**Written exercise:** Output all of the material below verbatim, keeping every line in its original order.

**Excerpts from a location annotation dataset:**
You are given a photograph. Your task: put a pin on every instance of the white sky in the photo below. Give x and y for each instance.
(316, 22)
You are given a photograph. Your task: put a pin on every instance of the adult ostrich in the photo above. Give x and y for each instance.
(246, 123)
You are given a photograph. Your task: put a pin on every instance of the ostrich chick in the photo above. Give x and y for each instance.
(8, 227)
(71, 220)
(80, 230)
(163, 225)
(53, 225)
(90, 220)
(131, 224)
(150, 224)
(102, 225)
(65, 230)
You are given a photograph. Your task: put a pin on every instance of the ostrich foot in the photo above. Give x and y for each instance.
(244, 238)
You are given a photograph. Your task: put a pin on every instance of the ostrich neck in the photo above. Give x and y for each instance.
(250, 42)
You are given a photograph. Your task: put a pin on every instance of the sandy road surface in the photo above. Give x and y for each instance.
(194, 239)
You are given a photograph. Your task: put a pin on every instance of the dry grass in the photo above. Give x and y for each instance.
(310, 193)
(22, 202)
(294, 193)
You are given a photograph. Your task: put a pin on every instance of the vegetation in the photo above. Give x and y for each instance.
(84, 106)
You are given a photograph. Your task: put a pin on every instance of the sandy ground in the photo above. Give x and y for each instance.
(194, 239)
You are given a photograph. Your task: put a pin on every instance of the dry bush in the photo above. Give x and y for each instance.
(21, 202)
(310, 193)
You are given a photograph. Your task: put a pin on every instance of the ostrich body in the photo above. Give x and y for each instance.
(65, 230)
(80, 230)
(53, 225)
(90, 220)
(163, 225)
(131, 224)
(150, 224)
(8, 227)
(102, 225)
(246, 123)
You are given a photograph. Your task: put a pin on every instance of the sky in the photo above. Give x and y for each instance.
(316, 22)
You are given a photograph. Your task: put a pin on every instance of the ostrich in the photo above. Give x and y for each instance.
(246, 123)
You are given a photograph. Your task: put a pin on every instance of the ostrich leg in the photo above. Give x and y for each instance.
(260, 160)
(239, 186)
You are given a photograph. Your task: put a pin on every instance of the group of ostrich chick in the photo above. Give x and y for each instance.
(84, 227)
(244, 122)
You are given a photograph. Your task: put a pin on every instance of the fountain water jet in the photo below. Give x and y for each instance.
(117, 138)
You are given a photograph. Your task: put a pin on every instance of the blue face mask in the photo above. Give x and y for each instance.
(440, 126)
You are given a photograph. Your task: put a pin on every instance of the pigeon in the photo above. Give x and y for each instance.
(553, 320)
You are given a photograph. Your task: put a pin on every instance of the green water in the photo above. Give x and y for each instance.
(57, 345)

**Worked solution:**
You are given a photograph. Your task: put a pin on every instance of the white sky in the photo below. Give x and y for each instance.
(316, 22)
You are given a photograph. Your task: put a pin on every instance of the adult ostrich in the photo above. Give x and y for each instance.
(246, 123)
You are given a photograph. Your task: put a pin on every instance of the ostrich chick in the photo above. Give x and y for each instance.
(8, 227)
(71, 220)
(80, 230)
(163, 225)
(53, 225)
(90, 220)
(131, 224)
(150, 224)
(102, 225)
(65, 230)
You are given a photograph. Your task: put a pin on every instance of the ostrich foot in the photo above. Give x and y for each instance.
(244, 238)
You are given a photograph. Your task: put a pin on every instance of the ostrich neck in the photo above. Give x and y for each instance.
(250, 42)
You are given a photograph. Your task: put a pin on every instance of the sandy road surface in the photo above. Give x and y for each instance.
(194, 239)
You are given a photograph. Your task: put a pin on every instance of the dry grass in the photo above. Give x and y for each instance.
(310, 193)
(22, 202)
(294, 193)
You are given a photograph. Your task: put a pin on every instance of the vegetation in the photo above. Give x and y for each instance.
(84, 106)
You are given a photograph. Your task: put a pin on every instance of the sandy ground in the photo above. Give x and y for each instance.
(194, 239)
You are given a photograph. Your task: put a pin on every instance of the dry bush in the photo above. Give x and y for each instance.
(21, 202)
(310, 193)
You are given a photograph. Your task: put a pin on every instance of the ostrich body in the photo above. Give x and y for each instance.
(65, 230)
(80, 230)
(53, 225)
(90, 220)
(163, 225)
(131, 224)
(150, 224)
(8, 227)
(102, 225)
(246, 123)
You are given a photograph. Your task: put a pin on every instance of the sky in the photo above. Give x and y for each instance.
(316, 22)
You are given a photograph. Your task: put a pin on every instance of the ostrich in the photo above. Give x and y for each instance.
(246, 123)
You are given a photograph. Your task: put a pin on every instance of the ostrich leg in the photo above. Give x and y for each instance.
(260, 160)
(239, 186)
You are given a photograph. Your task: put a pin on every instance of the group of ostrich chick in the photo above. Give x and y for each instance.
(84, 227)
(244, 122)
You are given a photograph. Your task: put a pin on every instance of the fountain water jet in the photo below. Give x and y for each instance.
(117, 138)
You are given a photograph. Your task: put a pin on every instance of the blue face mask in the photo above. Give x and y for each instance.
(440, 126)
You are given a photograph. Your task: put a pin on every instance of the pigeon in the photo above. Give x and y for each instance.
(553, 320)
You are given a photograph. Your task: put a pin on every instance of the green water in the photo above. Give x and y for each instance.
(57, 345)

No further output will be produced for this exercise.